(DIRECTIONS)
Skip all pictures. Write out the data below from its first line through the line that contains "Where can the falling".

(Referring expression pointing data)
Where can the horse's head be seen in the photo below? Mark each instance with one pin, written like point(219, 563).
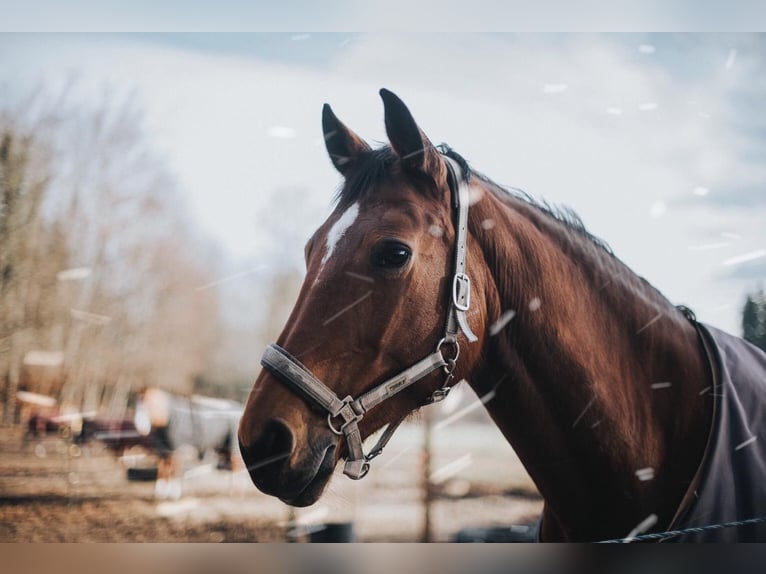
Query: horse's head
point(365, 343)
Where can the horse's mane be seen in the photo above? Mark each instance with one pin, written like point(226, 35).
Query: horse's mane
point(374, 166)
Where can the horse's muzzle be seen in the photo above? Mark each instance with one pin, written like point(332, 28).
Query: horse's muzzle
point(274, 470)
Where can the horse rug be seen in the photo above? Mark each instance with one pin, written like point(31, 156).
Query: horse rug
point(730, 483)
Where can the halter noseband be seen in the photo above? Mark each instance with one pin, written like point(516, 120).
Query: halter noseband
point(344, 414)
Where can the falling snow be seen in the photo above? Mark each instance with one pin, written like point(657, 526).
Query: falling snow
point(585, 410)
point(658, 209)
point(436, 231)
point(498, 325)
point(645, 474)
point(554, 88)
point(731, 59)
point(281, 132)
point(347, 308)
point(650, 323)
point(642, 526)
point(451, 469)
point(708, 246)
point(745, 257)
point(749, 441)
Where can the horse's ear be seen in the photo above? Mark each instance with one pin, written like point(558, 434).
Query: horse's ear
point(343, 145)
point(408, 141)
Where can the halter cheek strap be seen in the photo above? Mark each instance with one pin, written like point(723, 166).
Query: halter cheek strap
point(343, 415)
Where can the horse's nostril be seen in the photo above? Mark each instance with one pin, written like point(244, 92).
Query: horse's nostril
point(273, 445)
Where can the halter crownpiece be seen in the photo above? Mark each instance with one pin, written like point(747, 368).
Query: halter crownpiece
point(343, 415)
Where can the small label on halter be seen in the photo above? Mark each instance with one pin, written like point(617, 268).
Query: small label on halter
point(394, 386)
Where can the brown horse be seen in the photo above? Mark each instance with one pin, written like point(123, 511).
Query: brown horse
point(599, 382)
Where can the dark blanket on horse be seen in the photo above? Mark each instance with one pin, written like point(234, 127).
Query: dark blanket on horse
point(730, 484)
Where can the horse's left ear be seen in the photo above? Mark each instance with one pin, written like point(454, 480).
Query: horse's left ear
point(409, 142)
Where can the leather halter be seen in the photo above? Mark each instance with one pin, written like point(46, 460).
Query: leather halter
point(349, 411)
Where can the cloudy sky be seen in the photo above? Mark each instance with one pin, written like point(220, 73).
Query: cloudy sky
point(657, 141)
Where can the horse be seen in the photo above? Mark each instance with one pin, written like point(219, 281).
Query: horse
point(166, 421)
point(627, 413)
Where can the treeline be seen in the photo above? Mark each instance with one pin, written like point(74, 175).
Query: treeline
point(754, 319)
point(100, 272)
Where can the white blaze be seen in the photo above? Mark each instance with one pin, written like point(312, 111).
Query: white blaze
point(339, 229)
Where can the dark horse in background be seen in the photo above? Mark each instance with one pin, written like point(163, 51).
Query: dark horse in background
point(629, 415)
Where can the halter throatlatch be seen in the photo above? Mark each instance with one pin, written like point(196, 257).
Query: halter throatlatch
point(343, 415)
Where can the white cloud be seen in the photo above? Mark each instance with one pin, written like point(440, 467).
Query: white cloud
point(590, 146)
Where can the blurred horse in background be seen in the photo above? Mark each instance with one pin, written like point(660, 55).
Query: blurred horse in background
point(628, 414)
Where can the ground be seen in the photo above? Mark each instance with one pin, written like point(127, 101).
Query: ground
point(53, 491)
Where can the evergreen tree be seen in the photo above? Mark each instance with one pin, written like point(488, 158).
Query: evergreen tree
point(754, 319)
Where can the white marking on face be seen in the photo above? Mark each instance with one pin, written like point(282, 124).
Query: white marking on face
point(339, 229)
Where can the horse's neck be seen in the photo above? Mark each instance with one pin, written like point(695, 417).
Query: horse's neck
point(600, 377)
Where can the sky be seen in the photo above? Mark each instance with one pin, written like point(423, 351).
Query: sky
point(656, 140)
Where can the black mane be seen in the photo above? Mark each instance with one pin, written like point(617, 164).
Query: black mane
point(374, 166)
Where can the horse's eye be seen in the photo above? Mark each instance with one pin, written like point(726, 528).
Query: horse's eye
point(390, 255)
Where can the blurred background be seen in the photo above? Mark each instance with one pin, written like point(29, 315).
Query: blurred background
point(157, 191)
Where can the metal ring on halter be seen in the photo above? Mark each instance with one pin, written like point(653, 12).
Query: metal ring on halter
point(332, 428)
point(454, 344)
point(449, 367)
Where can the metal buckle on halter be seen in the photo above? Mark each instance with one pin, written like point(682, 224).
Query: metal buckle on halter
point(347, 412)
point(461, 289)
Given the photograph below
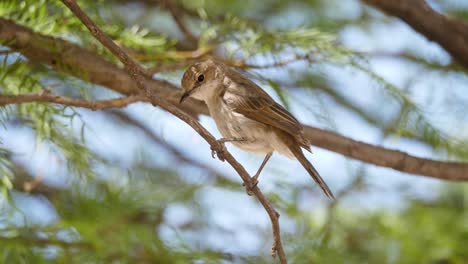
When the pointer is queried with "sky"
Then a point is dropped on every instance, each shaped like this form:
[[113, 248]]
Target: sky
[[383, 39]]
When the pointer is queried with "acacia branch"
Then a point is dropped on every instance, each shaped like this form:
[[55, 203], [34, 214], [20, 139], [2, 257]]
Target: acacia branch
[[46, 96], [88, 66], [137, 74], [450, 33]]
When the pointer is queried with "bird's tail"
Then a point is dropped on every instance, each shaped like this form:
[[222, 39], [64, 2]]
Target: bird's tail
[[297, 151]]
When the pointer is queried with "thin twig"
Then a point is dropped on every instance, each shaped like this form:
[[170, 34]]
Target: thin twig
[[170, 66], [180, 156], [46, 96], [90, 67], [136, 73]]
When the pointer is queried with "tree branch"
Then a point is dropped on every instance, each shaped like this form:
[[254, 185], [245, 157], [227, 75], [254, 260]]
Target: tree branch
[[90, 67], [46, 96], [450, 33], [137, 74]]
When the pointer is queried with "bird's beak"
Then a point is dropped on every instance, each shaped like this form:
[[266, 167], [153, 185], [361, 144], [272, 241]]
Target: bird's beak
[[184, 96]]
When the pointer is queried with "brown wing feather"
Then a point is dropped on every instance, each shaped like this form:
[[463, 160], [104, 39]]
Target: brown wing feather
[[257, 105], [268, 112]]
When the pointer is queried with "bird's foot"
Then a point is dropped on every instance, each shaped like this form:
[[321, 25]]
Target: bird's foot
[[218, 150], [253, 184]]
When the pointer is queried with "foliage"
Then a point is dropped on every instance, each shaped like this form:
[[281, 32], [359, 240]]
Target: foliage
[[115, 203]]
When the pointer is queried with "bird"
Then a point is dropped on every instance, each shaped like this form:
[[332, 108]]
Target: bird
[[247, 116]]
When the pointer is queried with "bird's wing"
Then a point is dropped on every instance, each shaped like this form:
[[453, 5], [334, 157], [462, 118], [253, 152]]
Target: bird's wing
[[259, 106]]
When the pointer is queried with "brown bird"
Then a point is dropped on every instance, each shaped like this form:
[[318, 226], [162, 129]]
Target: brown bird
[[247, 116]]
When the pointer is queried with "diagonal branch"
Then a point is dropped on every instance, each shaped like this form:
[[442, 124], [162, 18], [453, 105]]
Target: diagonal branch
[[46, 96], [88, 66], [137, 74], [450, 33]]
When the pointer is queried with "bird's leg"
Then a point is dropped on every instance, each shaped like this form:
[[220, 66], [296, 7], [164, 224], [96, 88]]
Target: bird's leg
[[255, 177], [219, 150]]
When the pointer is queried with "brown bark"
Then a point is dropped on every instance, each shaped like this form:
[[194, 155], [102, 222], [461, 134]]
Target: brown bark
[[450, 33], [90, 67]]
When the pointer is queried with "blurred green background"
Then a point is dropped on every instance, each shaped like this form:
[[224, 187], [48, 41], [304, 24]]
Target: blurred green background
[[136, 185]]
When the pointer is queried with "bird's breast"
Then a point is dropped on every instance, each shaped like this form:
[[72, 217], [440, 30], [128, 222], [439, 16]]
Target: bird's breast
[[233, 125]]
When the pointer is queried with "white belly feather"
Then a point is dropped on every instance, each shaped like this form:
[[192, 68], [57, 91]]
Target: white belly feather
[[259, 138]]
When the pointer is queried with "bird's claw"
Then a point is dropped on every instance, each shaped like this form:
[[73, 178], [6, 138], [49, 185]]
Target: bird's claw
[[248, 189], [218, 151]]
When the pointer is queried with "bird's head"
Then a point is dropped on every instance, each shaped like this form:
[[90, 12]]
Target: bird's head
[[201, 80]]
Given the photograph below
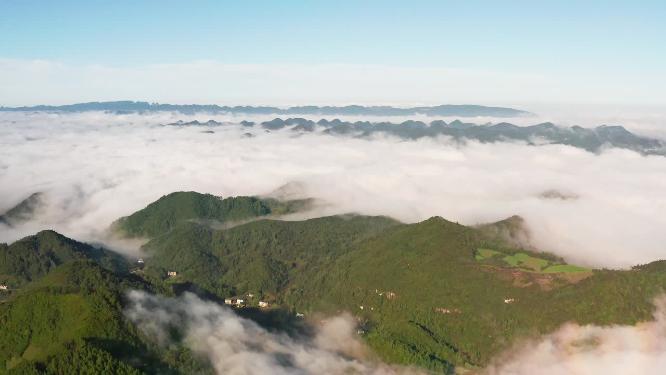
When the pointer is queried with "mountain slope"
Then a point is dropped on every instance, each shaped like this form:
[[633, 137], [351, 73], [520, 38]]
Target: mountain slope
[[34, 256], [356, 110], [176, 208], [435, 293]]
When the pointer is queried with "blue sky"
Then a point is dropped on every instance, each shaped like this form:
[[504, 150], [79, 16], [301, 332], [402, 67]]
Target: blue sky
[[619, 41]]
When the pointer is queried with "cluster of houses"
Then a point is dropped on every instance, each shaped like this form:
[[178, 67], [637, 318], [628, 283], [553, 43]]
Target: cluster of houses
[[389, 294], [240, 302], [444, 310]]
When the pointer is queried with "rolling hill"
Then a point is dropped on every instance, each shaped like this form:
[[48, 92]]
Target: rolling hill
[[434, 294]]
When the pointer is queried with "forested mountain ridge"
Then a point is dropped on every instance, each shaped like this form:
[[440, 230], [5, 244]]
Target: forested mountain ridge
[[434, 294], [464, 110], [590, 139]]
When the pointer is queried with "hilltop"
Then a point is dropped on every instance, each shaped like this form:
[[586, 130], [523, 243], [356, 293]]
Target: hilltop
[[434, 294], [589, 139], [464, 110]]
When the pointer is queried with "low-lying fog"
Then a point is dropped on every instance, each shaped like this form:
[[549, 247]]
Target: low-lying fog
[[608, 209]]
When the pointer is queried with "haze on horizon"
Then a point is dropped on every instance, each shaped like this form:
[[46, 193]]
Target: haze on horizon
[[587, 56], [585, 63]]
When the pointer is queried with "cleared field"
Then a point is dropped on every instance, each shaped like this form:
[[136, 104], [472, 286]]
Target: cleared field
[[527, 262], [564, 268], [482, 254]]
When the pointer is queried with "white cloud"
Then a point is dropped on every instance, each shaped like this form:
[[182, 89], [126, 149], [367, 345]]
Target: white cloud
[[239, 346], [582, 350], [97, 167]]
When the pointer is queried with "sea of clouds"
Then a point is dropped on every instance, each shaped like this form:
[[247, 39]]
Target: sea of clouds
[[239, 346], [236, 345], [96, 167]]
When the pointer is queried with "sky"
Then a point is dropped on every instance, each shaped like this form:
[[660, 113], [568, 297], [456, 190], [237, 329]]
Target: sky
[[334, 52]]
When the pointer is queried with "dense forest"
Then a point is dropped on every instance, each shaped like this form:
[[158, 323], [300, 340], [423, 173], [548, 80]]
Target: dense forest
[[435, 294]]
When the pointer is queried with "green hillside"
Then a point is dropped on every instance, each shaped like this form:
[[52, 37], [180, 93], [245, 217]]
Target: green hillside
[[176, 208], [262, 256], [71, 321], [34, 256], [447, 307], [435, 294], [76, 304]]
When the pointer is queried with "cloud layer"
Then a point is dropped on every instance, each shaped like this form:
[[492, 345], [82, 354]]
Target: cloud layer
[[239, 346], [575, 349], [96, 167]]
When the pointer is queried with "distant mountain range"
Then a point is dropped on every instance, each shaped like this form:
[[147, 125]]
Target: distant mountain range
[[353, 110], [590, 139]]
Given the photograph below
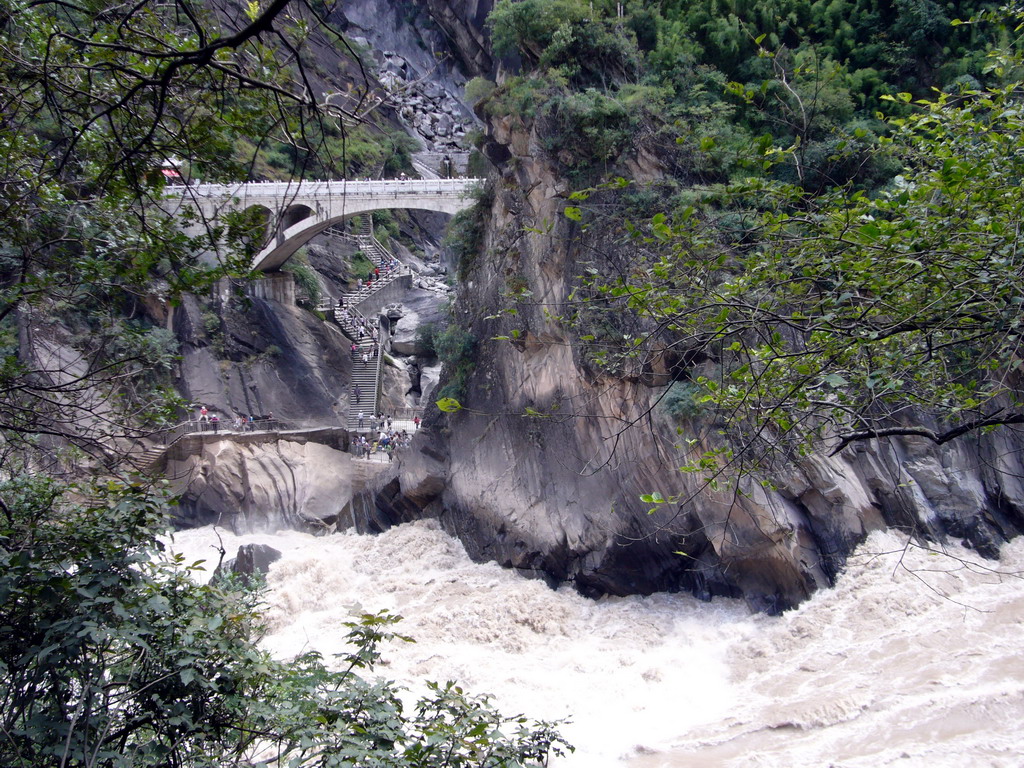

(ANSWER TO THE EXERCISE)
Where can the horse's head be seen in the photo below? Mark each instance with one pin, written like point(219, 563).
Query: horse's head
point(365, 343)
Where can the horse's mane be seen in the photo above? Mark each instance with one pin, written like point(226, 35).
Query: horse's mane
point(374, 166)
Where can the horse's muzzle be seen in the photo above? Mark each instance with one pin, written like point(332, 28).
Query: horse's muzzle
point(274, 470)
Where can the horse rug be seen in the photo above? Mark each instance with one pin, written like point(31, 156).
Query: horse rug
point(730, 483)
Where can the halter noseband be seen in the photo above? Mark each instance with one pin, written like point(516, 120).
Query: halter noseband
point(344, 414)
Where can the falling snow be seen in the photo above? Mark each instance with one pin, written like point(657, 526).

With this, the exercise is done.